Rewrite every line of the items below as a numbered list, skipping blank lines. Leave the pictures out of your answer.

==== DATA EXCERPTS ====

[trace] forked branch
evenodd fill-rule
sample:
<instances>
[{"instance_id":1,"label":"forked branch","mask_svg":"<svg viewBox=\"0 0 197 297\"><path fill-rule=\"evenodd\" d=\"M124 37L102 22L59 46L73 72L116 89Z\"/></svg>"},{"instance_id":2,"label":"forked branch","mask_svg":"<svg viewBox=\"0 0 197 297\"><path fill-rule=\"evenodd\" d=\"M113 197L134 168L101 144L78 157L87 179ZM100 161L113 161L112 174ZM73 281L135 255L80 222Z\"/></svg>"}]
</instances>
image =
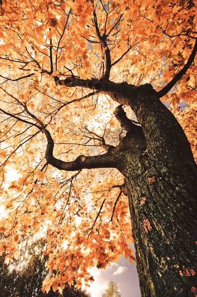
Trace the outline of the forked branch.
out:
<instances>
[{"instance_id":1,"label":"forked branch","mask_svg":"<svg viewBox=\"0 0 197 297\"><path fill-rule=\"evenodd\" d=\"M49 131L46 128L43 128L42 132L45 133L48 142L45 153L46 160L49 164L60 170L74 171L83 169L117 168L120 162L120 156L119 154L107 153L90 157L80 155L74 161L62 161L53 155L54 141Z\"/></svg>"}]
</instances>

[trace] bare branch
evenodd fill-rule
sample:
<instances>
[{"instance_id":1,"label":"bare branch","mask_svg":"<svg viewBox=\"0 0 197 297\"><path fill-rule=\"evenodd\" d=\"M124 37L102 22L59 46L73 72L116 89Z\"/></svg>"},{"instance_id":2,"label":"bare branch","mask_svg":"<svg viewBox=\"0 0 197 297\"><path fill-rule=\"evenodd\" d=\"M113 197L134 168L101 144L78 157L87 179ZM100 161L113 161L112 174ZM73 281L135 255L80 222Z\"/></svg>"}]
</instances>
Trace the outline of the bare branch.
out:
<instances>
[{"instance_id":1,"label":"bare branch","mask_svg":"<svg viewBox=\"0 0 197 297\"><path fill-rule=\"evenodd\" d=\"M2 111L2 112L3 112L3 113L5 113L5 114L7 114L7 115L9 115L9 116L10 116L10 117L13 117L15 119L16 119L17 120L18 120L18 121L21 121L21 122L24 122L24 123L26 123L26 124L29 124L29 125L31 125L31 126L35 126L35 127L36 127L36 128L38 128L38 129L39 129L39 130L41 130L41 129L42 129L41 127L40 127L38 125L36 125L36 124L34 124L34 123L32 123L31 122L29 122L28 121L26 121L25 120L23 120L22 119L21 119L20 118L18 117L18 116L16 116L16 115L14 115L14 114L12 114L11 113L9 113L9 112L7 112L7 111L3 110L3 109L1 109L1 108L0 108L0 110L1 111Z\"/></svg>"},{"instance_id":2,"label":"bare branch","mask_svg":"<svg viewBox=\"0 0 197 297\"><path fill-rule=\"evenodd\" d=\"M27 75L25 75L24 76L21 76L21 77L19 77L18 78L16 78L15 79L12 79L11 78L9 78L8 77L5 77L1 75L0 75L0 77L7 80L10 80L12 82L17 82L20 79L23 79L23 78L25 78L26 77L29 77L30 76L32 76L32 75L34 75L34 73L31 73L30 74L28 74Z\"/></svg>"},{"instance_id":3,"label":"bare branch","mask_svg":"<svg viewBox=\"0 0 197 297\"><path fill-rule=\"evenodd\" d=\"M74 171L83 169L98 168L117 168L120 162L120 154L104 154L98 156L85 156L80 155L71 162L65 162L53 157L54 142L49 131L42 129L48 141L45 158L49 164L60 170Z\"/></svg>"}]
</instances>

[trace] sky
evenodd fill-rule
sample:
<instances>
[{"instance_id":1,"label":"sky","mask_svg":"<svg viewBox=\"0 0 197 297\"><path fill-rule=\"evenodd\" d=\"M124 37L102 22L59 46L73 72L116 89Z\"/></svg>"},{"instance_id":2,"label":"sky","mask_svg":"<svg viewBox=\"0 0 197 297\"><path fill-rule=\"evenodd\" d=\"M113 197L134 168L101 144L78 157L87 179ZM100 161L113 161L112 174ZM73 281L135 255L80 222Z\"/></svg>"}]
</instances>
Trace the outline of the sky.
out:
<instances>
[{"instance_id":1,"label":"sky","mask_svg":"<svg viewBox=\"0 0 197 297\"><path fill-rule=\"evenodd\" d=\"M134 248L134 247L132 247ZM131 265L122 256L117 262L106 269L94 268L91 270L95 281L88 289L92 297L101 297L111 281L116 283L121 297L141 297L136 263Z\"/></svg>"},{"instance_id":2,"label":"sky","mask_svg":"<svg viewBox=\"0 0 197 297\"><path fill-rule=\"evenodd\" d=\"M10 182L16 180L18 177L14 169L10 169L8 175ZM130 247L135 250L134 246ZM141 297L136 263L131 265L129 259L127 260L124 256L106 269L95 267L90 270L90 273L95 281L87 289L92 297L102 297L102 294L111 281L116 283L121 297Z\"/></svg>"}]
</instances>

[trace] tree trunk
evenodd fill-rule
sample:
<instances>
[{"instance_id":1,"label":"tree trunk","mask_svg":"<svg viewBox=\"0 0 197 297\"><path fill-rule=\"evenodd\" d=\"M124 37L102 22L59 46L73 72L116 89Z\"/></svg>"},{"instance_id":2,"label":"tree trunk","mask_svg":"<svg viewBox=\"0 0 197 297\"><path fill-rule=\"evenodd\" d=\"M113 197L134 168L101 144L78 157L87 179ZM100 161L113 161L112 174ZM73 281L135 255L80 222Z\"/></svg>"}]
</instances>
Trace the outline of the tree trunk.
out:
<instances>
[{"instance_id":1,"label":"tree trunk","mask_svg":"<svg viewBox=\"0 0 197 297\"><path fill-rule=\"evenodd\" d=\"M197 166L182 128L146 88L131 99L130 106L143 128L147 149L125 152L119 166L125 177L142 296L194 297Z\"/></svg>"},{"instance_id":2,"label":"tree trunk","mask_svg":"<svg viewBox=\"0 0 197 297\"><path fill-rule=\"evenodd\" d=\"M159 100L161 92L148 84L55 80L110 96L121 104L115 115L127 133L105 154L70 162L53 157L49 137L48 162L69 170L118 168L125 178L142 297L197 297L197 166L183 129ZM130 106L141 127L127 118L123 104Z\"/></svg>"}]
</instances>

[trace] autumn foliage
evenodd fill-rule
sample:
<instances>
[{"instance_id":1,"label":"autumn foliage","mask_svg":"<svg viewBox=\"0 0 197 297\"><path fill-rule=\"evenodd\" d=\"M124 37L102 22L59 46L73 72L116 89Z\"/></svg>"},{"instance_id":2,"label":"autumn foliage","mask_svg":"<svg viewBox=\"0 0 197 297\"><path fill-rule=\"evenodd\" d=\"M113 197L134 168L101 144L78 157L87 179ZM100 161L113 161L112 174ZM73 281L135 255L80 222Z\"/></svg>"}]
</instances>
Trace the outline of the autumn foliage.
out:
<instances>
[{"instance_id":1,"label":"autumn foliage","mask_svg":"<svg viewBox=\"0 0 197 297\"><path fill-rule=\"evenodd\" d=\"M116 146L125 135L113 113L117 102L94 88L56 85L55 77L148 83L159 92L194 48L196 5L192 0L2 0L0 251L8 264L20 256L22 238L46 236L47 292L51 286L61 291L65 282L89 286L89 268L104 268L122 254L135 260L123 175L113 168L60 171L45 159L46 129L60 160L100 155ZM197 70L196 59L161 98L196 156ZM190 104L187 110L176 109L182 100Z\"/></svg>"}]
</instances>

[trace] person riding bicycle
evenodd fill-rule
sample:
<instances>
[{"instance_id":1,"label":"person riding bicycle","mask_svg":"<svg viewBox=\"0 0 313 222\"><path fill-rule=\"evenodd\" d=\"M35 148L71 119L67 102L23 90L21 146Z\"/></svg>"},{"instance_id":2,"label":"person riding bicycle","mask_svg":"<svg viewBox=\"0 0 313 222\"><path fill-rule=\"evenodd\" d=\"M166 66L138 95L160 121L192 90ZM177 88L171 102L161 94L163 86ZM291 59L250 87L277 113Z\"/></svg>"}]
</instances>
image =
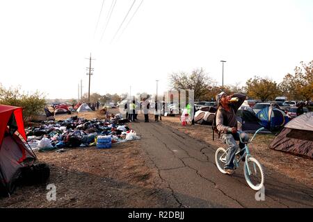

====

WRITTEN RESPONSE
1. [trace] forked branch
2. evenodd fill-rule
3. sample:
4. <instances>
5. [{"instance_id":1,"label":"forked branch","mask_svg":"<svg viewBox=\"0 0 197 297\"><path fill-rule=\"evenodd\" d=\"M124 37L102 22L59 46L73 72L116 89Z\"/></svg>"},{"instance_id":2,"label":"forked branch","mask_svg":"<svg viewBox=\"0 0 197 297\"><path fill-rule=\"evenodd\" d=\"M113 197L134 168L101 144L78 157L87 179ZM100 161L113 161L112 174ZM73 281L135 255L80 222Z\"/></svg>"}]
6. </instances>
7. image =
8. Trace the outline of the forked branch.
9. out:
10. <instances>
11. [{"instance_id":1,"label":"forked branch","mask_svg":"<svg viewBox=\"0 0 197 297\"><path fill-rule=\"evenodd\" d=\"M49 131L46 128L43 128L42 132L45 133L48 142L45 153L46 160L49 164L60 170L74 171L83 169L117 168L120 162L120 156L119 154L107 153L90 157L80 155L74 161L62 161L53 155L54 141Z\"/></svg>"}]
12. </instances>
13. [trace] bare branch
14. evenodd fill-rule
15. sample:
16. <instances>
17. [{"instance_id":1,"label":"bare branch","mask_svg":"<svg viewBox=\"0 0 197 297\"><path fill-rule=\"evenodd\" d=\"M124 37L102 22L59 46L73 72L116 89Z\"/></svg>"},{"instance_id":2,"label":"bare branch","mask_svg":"<svg viewBox=\"0 0 197 297\"><path fill-rule=\"evenodd\" d=\"M113 197L134 168L101 144L78 157L87 179ZM100 161L113 161L112 174ZM73 281L135 255L80 222Z\"/></svg>"}]
18. </instances>
19. Trace the outline of the bare branch.
20. out:
21. <instances>
22. [{"instance_id":1,"label":"bare branch","mask_svg":"<svg viewBox=\"0 0 197 297\"><path fill-rule=\"evenodd\" d=\"M2 111L2 112L3 112L3 113L5 113L5 114L7 114L7 115L9 115L9 116L10 116L10 117L13 117L15 119L16 119L17 120L18 120L18 121L21 121L21 122L24 122L24 123L26 123L26 124L29 124L29 125L31 125L31 126L35 126L35 127L36 127L36 128L38 128L38 129L39 129L39 130L41 130L41 129L42 129L41 127L40 127L38 125L36 125L36 124L34 124L34 123L32 123L31 122L29 122L28 121L26 121L25 120L23 120L22 119L21 119L20 118L18 117L18 116L16 116L16 115L14 115L14 114L12 114L11 113L9 113L9 112L7 112L7 111L3 110L3 109L1 109L1 108L0 108L0 110L1 111Z\"/></svg>"},{"instance_id":2,"label":"bare branch","mask_svg":"<svg viewBox=\"0 0 197 297\"><path fill-rule=\"evenodd\" d=\"M27 75L25 75L24 76L21 76L21 77L19 77L18 78L16 78L15 79L12 79L11 78L9 78L8 77L5 77L1 75L0 75L0 77L7 80L10 80L12 82L17 82L20 79L23 79L23 78L25 78L26 77L29 77L30 76L32 76L32 75L34 75L34 73L31 73L30 74L28 74Z\"/></svg>"},{"instance_id":3,"label":"bare branch","mask_svg":"<svg viewBox=\"0 0 197 297\"><path fill-rule=\"evenodd\" d=\"M74 171L83 169L98 168L117 168L120 162L120 154L104 154L98 156L85 156L80 155L71 162L65 162L53 157L54 142L49 131L42 129L48 141L45 158L49 164L60 170Z\"/></svg>"}]
23. </instances>
24. [trace] sky
25. evenodd fill-rule
26. sample:
27. <instances>
28. [{"instance_id":1,"label":"sky","mask_svg":"<svg viewBox=\"0 0 197 297\"><path fill-rule=\"evenodd\" d=\"M124 37L102 22L59 46L73 72L116 89Z\"/></svg>"},{"instance_id":2,"label":"sky","mask_svg":"<svg viewBox=\"0 0 197 297\"><path fill-rule=\"evenodd\" d=\"M113 197L134 168L101 144L78 157L87 179ZM100 161L113 161L112 174ZM73 281L135 255L80 222Z\"/></svg>"}]
29. </instances>
30. Trace the outline of the sky.
31. out:
32. <instances>
33. [{"instance_id":1,"label":"sky","mask_svg":"<svg viewBox=\"0 0 197 297\"><path fill-rule=\"evenodd\" d=\"M134 248L134 247L132 247ZM131 265L122 256L117 262L106 269L94 268L91 270L95 281L88 289L92 297L101 297L111 281L116 283L121 297L141 297L136 263Z\"/></svg>"},{"instance_id":2,"label":"sky","mask_svg":"<svg viewBox=\"0 0 197 297\"><path fill-rule=\"evenodd\" d=\"M10 182L16 180L18 177L14 169L10 169L8 175ZM130 247L135 250L134 246ZM141 297L136 263L131 265L129 259L127 260L124 256L106 269L95 267L90 270L90 273L95 281L87 289L92 297L102 297L102 294L111 281L116 283L121 297Z\"/></svg>"}]
34. </instances>
35. [trace] tree trunk
36. evenodd fill-rule
37. sample:
38. <instances>
39. [{"instance_id":1,"label":"tree trunk","mask_svg":"<svg viewBox=\"0 0 197 297\"><path fill-rule=\"evenodd\" d=\"M124 37L102 22L59 46L73 72L116 89Z\"/></svg>"},{"instance_id":2,"label":"tree trunk","mask_svg":"<svg viewBox=\"0 0 197 297\"><path fill-rule=\"evenodd\" d=\"M113 197L134 168L101 144L78 157L87 179ZM100 161L113 161L112 174ZM73 281L135 255L80 222Z\"/></svg>"}]
40. </instances>
41. Trace the outline of the tree trunk.
42. out:
43. <instances>
44. [{"instance_id":1,"label":"tree trunk","mask_svg":"<svg viewBox=\"0 0 197 297\"><path fill-rule=\"evenodd\" d=\"M197 166L182 128L146 88L131 99L130 106L143 128L147 149L125 152L119 166L125 177L142 296L194 297Z\"/></svg>"},{"instance_id":2,"label":"tree trunk","mask_svg":"<svg viewBox=\"0 0 197 297\"><path fill-rule=\"evenodd\" d=\"M159 100L161 92L148 84L55 80L110 96L121 104L115 115L127 133L105 154L70 162L53 157L49 137L48 162L69 170L118 168L125 178L142 297L197 297L197 166L183 129ZM130 106L141 127L127 118L123 104Z\"/></svg>"}]
45. </instances>
46. [trace] autumn foliage
47. evenodd fill-rule
48. sample:
49. <instances>
50. [{"instance_id":1,"label":"autumn foliage","mask_svg":"<svg viewBox=\"0 0 197 297\"><path fill-rule=\"evenodd\" d=\"M124 37L102 22L59 46L73 72L116 89Z\"/></svg>"},{"instance_id":2,"label":"autumn foliage","mask_svg":"<svg viewBox=\"0 0 197 297\"><path fill-rule=\"evenodd\" d=\"M113 197L134 168L101 144L78 157L87 179ZM100 161L113 161L112 174ZM73 281L135 255L80 222Z\"/></svg>"}]
51. </instances>
52. Trace the outline of the autumn foliage.
53. out:
54. <instances>
55. [{"instance_id":1,"label":"autumn foliage","mask_svg":"<svg viewBox=\"0 0 197 297\"><path fill-rule=\"evenodd\" d=\"M116 146L125 135L113 113L117 102L94 88L56 85L55 77L148 83L159 92L194 48L196 5L192 0L2 0L0 251L8 264L20 256L22 238L46 236L47 292L51 286L61 291L65 282L89 286L89 268L104 268L122 254L135 260L123 175L113 168L60 171L45 159L46 129L60 160L100 155ZM197 70L196 59L161 98L196 156ZM190 104L187 110L176 109L182 100Z\"/></svg>"}]
56. </instances>
57. [trace] person riding bicycle
58. evenodd fill-rule
59. sample:
60. <instances>
61. [{"instance_id":1,"label":"person riding bicycle","mask_svg":"<svg viewBox=\"0 0 313 222\"><path fill-rule=\"evenodd\" d=\"M35 148L71 119L67 102L23 90L21 146Z\"/></svg>"},{"instance_id":2,"label":"person riding bicycle","mask_svg":"<svg viewBox=\"0 0 313 222\"><path fill-rule=\"evenodd\" d=\"M166 66L138 95L160 121L192 90ZM177 88L171 102L161 94L163 86ZM291 59L250 87L277 113Z\"/></svg>"}]
62. </instances>
63. image =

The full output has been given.